__Task statement__
Without including any image, retype the records word for word.
╔══
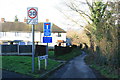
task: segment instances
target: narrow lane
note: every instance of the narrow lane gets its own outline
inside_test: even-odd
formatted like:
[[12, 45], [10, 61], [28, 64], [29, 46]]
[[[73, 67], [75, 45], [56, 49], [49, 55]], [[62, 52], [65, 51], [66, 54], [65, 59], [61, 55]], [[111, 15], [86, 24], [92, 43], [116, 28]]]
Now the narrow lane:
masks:
[[50, 78], [96, 78], [93, 71], [84, 62], [85, 56], [86, 53], [82, 52], [82, 55], [69, 61]]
╚══
__Response area__
task: segment instances
target: narrow lane
note: every instance of the narrow lane gets its own outline
inside_test: even-odd
formatted like:
[[12, 45], [10, 61], [28, 64], [29, 46]]
[[[73, 67], [75, 45], [56, 49], [49, 55]], [[62, 52], [65, 51], [66, 54], [65, 59], [61, 55]], [[111, 15], [86, 24], [92, 43], [116, 28]]]
Now the narrow lane:
masks:
[[50, 78], [96, 78], [93, 71], [84, 62], [85, 56], [86, 53], [82, 52], [82, 55], [69, 61]]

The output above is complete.